++++ INPUT

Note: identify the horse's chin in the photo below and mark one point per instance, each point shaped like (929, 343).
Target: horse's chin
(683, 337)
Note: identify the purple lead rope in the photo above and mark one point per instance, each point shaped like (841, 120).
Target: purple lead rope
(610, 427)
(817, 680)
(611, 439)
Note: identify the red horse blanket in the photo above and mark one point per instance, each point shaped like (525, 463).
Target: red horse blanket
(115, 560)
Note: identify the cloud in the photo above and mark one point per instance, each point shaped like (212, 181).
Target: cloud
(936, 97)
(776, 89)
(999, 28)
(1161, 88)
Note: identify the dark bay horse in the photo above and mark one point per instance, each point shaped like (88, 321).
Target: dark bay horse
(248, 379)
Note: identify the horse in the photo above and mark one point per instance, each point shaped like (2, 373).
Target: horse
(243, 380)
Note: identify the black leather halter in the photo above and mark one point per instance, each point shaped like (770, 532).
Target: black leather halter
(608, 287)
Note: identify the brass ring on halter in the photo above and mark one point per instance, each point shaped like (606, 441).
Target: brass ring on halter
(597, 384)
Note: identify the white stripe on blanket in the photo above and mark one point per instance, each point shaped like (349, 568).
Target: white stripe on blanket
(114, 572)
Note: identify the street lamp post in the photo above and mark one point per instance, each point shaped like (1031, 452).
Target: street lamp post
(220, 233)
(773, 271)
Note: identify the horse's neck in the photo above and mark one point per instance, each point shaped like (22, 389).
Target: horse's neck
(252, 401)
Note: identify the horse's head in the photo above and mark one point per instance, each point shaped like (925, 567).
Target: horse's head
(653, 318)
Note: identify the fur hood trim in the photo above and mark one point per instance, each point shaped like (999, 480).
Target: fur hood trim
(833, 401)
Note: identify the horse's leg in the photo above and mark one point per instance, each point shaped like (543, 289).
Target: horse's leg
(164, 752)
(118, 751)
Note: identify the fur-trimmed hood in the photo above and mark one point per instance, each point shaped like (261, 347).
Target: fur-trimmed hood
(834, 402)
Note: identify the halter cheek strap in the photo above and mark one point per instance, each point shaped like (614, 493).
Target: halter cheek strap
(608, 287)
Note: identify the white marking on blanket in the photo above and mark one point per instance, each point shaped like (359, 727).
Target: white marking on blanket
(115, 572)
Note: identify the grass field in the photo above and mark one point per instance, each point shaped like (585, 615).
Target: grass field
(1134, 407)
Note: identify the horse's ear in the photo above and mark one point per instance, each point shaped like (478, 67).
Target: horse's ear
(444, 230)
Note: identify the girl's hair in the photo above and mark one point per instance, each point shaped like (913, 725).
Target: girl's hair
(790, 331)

++++++++

When you reach the end of the data above, set it all down again unchanged.

Note: identify the horse's chin in the photo below and mark one point per instance, each point shaped like (929, 343).
Target: horse's chin
(683, 337)
Note: identify the purple lead rope in the photo above and mark one point per instance, each point shaped like (841, 120).
Target: purple lead rope
(610, 427)
(817, 680)
(611, 439)
Note: identify the red horse blanket in the photo above and mark one point per instance, each point shaped like (525, 463).
Target: red horse blanket
(115, 560)
Note: identify the cloud in the photo above and mark one point per instance, each point shaped like (212, 181).
Target: cloud
(936, 97)
(776, 89)
(999, 28)
(1161, 88)
Note: identify the dark bay horse in the photo above and mark one point per instance, each point shaped like (88, 321).
Target: dark bay horse
(248, 379)
Note: identify the horse in the photo above and mark one point per instance, each point shaped like (2, 373).
Target: horse
(243, 380)
Note: identify the black leather halter in the photo above and mark one point per instance, each point shaped like (770, 532).
Target: black leather halter
(608, 287)
Note: identify the brass ring on halter in the photo above and mark one point per instance, each point shaped like (606, 441).
Target: brass ring on halter
(597, 384)
Note: identify the white stripe on blanket in the photo above and mark one point per instance, each point shaped like (349, 568).
Target: white stripe on blanket
(114, 572)
Note: identify the street lamp post in the photo above and mark one point per instance, each point shaped like (1031, 452).
Target: street lamp post
(220, 233)
(773, 271)
Note: identify the horse's neck in the photo above and mark one point per instance, each point shaped like (22, 389).
Target: horse's neck
(252, 401)
Note: identify the horse's head in the photo above and mark one point per instance, each point shaped like (925, 567).
Target: horse's head
(653, 318)
Note: identify the fur hood trim in the photo above and mark one point per instance, each point shaped like (999, 480).
Target: fur hood trim
(833, 401)
Note: identify the horse's leg in the photo above and mark one point per instance, each point shaped like (543, 289).
Target: horse's leg
(164, 752)
(118, 751)
Note: identify the fur-trimmed hood in the photo above and mark one point per instance, each point shaped like (261, 347).
Target: fur-trimmed hood
(834, 402)
Note: identify the halter cheek strap in the photo above and mark one point per instance, each point shaped like (614, 493).
Target: halter cheek strap
(608, 287)
Note: identify the white marking on blanket in the photo above and mark one point per instance, each point shaped like (359, 727).
Target: white marking on blanket
(115, 572)
Note: identify the grass field in the photo above and mark one point per instance, each point shaped like (585, 615).
Target: grass field
(1134, 407)
Note: identify the horse's ear in the photo above and mark one point per instance, each point shaped like (478, 67).
Target: horse's ear
(444, 230)
Note: identify the girl's hair in the photo above and mark one point per instance, each point shaped like (913, 725).
Target: girl's hair
(790, 331)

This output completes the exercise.